- [Written request]
Convert all of the data below into a numbered list, one line per number, leaving out any blank lines. Do not include the pictures in your answer.

Records from a point-labeling set
★ ★ ★ ★

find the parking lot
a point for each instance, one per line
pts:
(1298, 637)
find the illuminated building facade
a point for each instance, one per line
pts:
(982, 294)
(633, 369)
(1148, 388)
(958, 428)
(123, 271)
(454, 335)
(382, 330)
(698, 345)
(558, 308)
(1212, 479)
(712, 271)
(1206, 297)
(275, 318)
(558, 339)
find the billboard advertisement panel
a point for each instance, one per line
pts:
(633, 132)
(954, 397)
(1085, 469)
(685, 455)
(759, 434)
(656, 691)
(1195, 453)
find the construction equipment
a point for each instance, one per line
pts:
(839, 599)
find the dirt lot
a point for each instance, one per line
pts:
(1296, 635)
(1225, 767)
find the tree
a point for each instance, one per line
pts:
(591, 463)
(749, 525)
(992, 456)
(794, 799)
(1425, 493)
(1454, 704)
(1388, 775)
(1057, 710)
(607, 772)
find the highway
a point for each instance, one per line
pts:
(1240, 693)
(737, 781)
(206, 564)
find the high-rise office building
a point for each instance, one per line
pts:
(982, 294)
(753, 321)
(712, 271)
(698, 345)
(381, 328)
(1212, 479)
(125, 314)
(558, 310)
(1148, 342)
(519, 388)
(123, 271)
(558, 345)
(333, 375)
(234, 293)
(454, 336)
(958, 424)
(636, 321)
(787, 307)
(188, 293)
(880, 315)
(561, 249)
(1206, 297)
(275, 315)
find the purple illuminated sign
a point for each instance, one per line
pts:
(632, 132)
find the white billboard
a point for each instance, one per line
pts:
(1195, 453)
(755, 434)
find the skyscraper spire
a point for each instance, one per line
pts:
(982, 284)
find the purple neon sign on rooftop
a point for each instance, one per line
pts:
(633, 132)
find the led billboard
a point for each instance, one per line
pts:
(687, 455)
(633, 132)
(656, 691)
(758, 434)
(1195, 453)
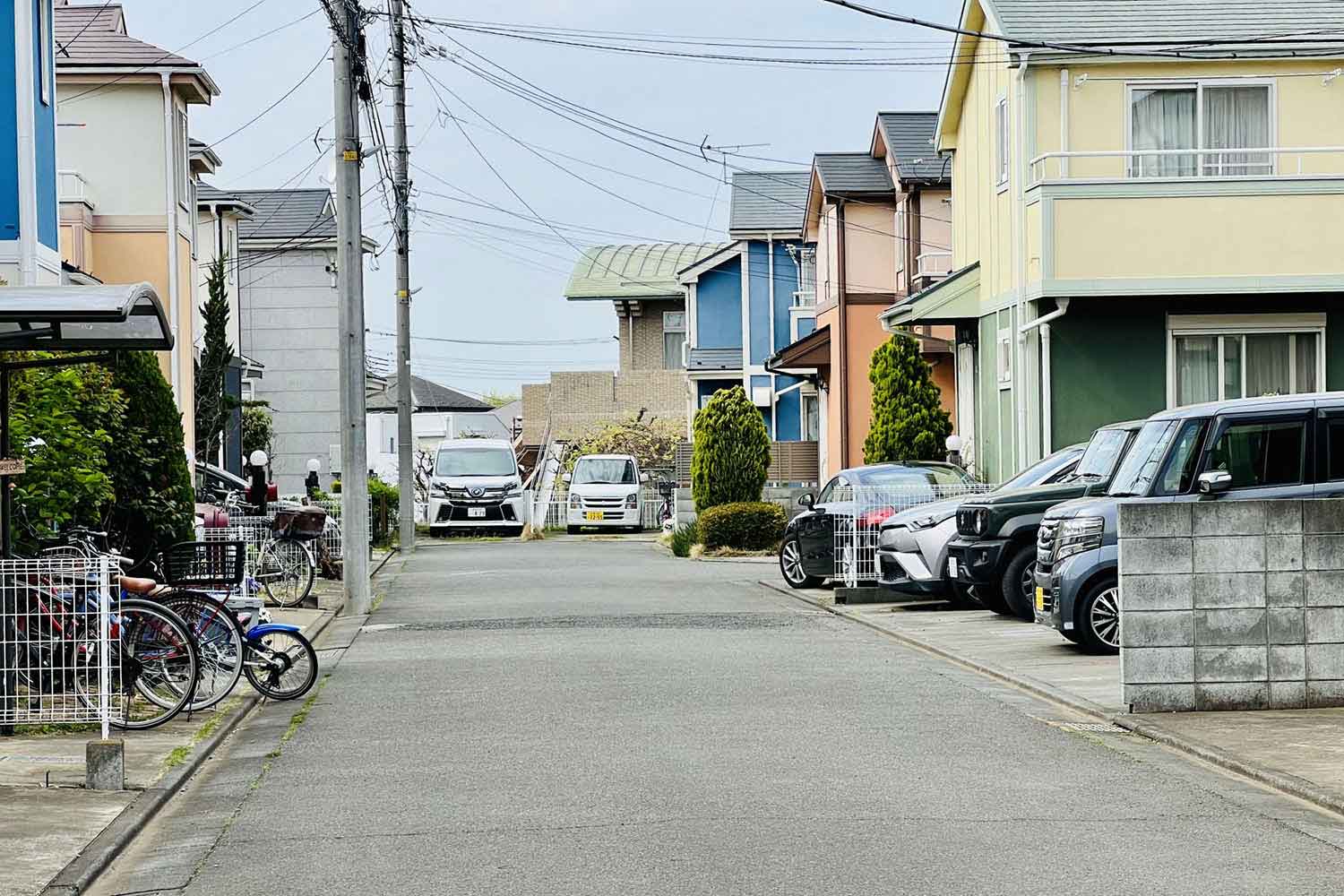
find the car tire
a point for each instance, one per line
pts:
(1098, 618)
(1016, 581)
(790, 565)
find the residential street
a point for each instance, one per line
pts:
(585, 716)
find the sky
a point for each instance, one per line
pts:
(478, 280)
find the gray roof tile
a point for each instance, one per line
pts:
(852, 174)
(909, 137)
(768, 201)
(288, 214)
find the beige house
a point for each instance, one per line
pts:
(124, 168)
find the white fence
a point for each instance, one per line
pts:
(56, 619)
(859, 512)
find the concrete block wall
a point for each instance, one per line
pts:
(1231, 605)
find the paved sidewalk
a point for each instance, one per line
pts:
(1300, 751)
(47, 817)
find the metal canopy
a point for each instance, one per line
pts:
(73, 319)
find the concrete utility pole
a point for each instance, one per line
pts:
(402, 187)
(349, 274)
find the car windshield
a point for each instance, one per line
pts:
(1140, 468)
(472, 461)
(1102, 454)
(612, 470)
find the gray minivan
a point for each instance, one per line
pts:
(1262, 447)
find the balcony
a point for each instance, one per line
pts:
(1196, 222)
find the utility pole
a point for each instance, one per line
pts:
(349, 277)
(402, 187)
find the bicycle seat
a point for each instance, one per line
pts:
(139, 586)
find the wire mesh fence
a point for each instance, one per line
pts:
(56, 614)
(857, 513)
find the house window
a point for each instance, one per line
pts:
(674, 336)
(1246, 360)
(1002, 142)
(1201, 129)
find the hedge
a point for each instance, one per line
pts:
(752, 525)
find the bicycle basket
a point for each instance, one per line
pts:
(204, 563)
(301, 522)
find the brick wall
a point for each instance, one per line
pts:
(1231, 605)
(644, 352)
(575, 403)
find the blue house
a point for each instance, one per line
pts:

★ ★ ★ ★

- [Expected answer]
1. find the parking lot
2. a point for each instance, one per line
3. pts:
4. (1298, 637)
5. find the illuminated building facade
6. a point for each instance, one per line
7. pts:
8. (982, 294)
9. (633, 369)
10. (1148, 388)
11. (958, 428)
12. (123, 271)
13. (454, 335)
14. (382, 330)
15. (698, 345)
16. (558, 308)
17. (1212, 479)
18. (712, 271)
19. (1206, 297)
20. (275, 318)
21. (558, 339)
22. find the billboard advertisement panel
23. a point for each instance, one per line
24. pts:
25. (633, 132)
26. (954, 397)
27. (1085, 469)
28. (685, 455)
29. (759, 434)
30. (656, 691)
31. (1195, 453)
32. find the construction equipment
33. a point for each instance, one per line
34. pts:
35. (839, 599)
36. find the dirt lot
37. a point for each instance, one per line
38. pts:
39. (1296, 635)
40. (1225, 767)
41. find the tree
42. a point for each instance, one per line
43. pts:
44. (591, 463)
45. (749, 525)
46. (992, 456)
47. (794, 799)
48. (1425, 493)
49. (1454, 704)
50. (1388, 775)
51. (1057, 710)
52. (607, 772)
53. find the highway
54. a point for each instance, one per line
55. pts:
56. (1240, 693)
57. (737, 781)
58. (206, 564)
59. find the high-rise office building
60. a point for each instance, one per line
61. pts:
62. (982, 294)
63. (753, 321)
64. (712, 271)
65. (698, 345)
66. (381, 328)
67. (1212, 479)
68. (125, 314)
69. (558, 310)
70. (1148, 342)
71. (519, 388)
72. (123, 271)
73. (558, 345)
74. (333, 375)
75. (234, 293)
76. (454, 336)
77. (958, 424)
78. (636, 321)
79. (787, 307)
80. (188, 293)
81. (880, 315)
82. (561, 249)
83. (1206, 297)
84. (275, 315)
85. find the purple illuminated sign
86. a point for each instance, one per line
87. pts:
88. (632, 132)
89. find the white billboard
90. a point for each instance, one per line
91. pts:
92. (1195, 453)
93. (755, 434)
94. find the skyscraper spire
95. a point for each instance, one per line
96. pts:
97. (982, 284)
98. find the purple neon sign on rooftop
99. a point for each instance, one per line
100. pts:
101. (633, 132)
102. find the led billboard
103. a point for each instance, one per line
104. pts:
105. (687, 455)
106. (633, 132)
107. (656, 691)
108. (758, 434)
109. (1195, 453)
110. find the car tire
111. a point for each instance, one per line
112. pts:
113. (1098, 618)
114. (1016, 581)
115. (790, 565)
116. find the residential street
117. a point for each instance, one per line
118. pts:
119. (585, 716)
120. find the sky
121. a point for each instance, one per line
122. pts:
123. (478, 280)
124. find the gray roof tile
125. a point for each instance, one per line
126. pts:
127. (852, 174)
128. (909, 137)
129. (768, 201)
130. (288, 214)
131. find the beige house
132. a point for each instance, one per line
133. pts:
134. (124, 168)
135. find the white fence
136. a point for each instance, one per line
137. pts:
138. (56, 619)
139. (859, 512)
140. find the concrete block wall
141. a point for each instance, one per line
142. pts:
143. (1231, 605)
144. find the paved sidewalk
145. a point for each instance, one per line
146. pts:
147. (1300, 751)
148. (47, 817)
149. find the metal canopy
150. a point for each instance, one per line
151. pts:
152. (73, 319)
153. find the concrete utility pole
154. a point for each instance, one per line
155. pts:
156. (402, 187)
157. (349, 274)
158. find the car windshield
159. a point for each instance, one per line
160. pts:
161. (1140, 468)
162. (472, 461)
163. (1102, 454)
164. (612, 470)
165. find the gray minivan
166. a point for each instance, one per line
167. pts:
168. (1262, 447)
169. find the balcony
170. a point for each instance, one per line
171. pts:
172. (1196, 222)
173. find the utility pole
174. a point for each instance, one per line
175. pts:
176. (349, 277)
177. (402, 187)
178. find the bicycle seat
179. a point for each instance, one per line
180. pts:
181. (139, 586)
182. find the wire mesh fence
183. a point for each instance, one per line
184. pts:
185. (56, 614)
186. (857, 513)
187. find the house window
188. a point for each instance, one per line
189. pts:
190. (674, 336)
191. (1246, 360)
192. (1002, 142)
193. (1201, 129)
194. find the hedge
195. a point for each instance, one per line
196. pts:
197. (752, 525)
198. find the bicycle basket
199. a point for each instance, one per line
200. pts:
201. (204, 563)
202. (301, 522)
203. find the brick wall
204. a point for each instance, one per line
205. pts:
206. (1231, 605)
207. (644, 352)
208. (575, 403)
209. find the blue house
210. a point for each instance, one per line
211. pts:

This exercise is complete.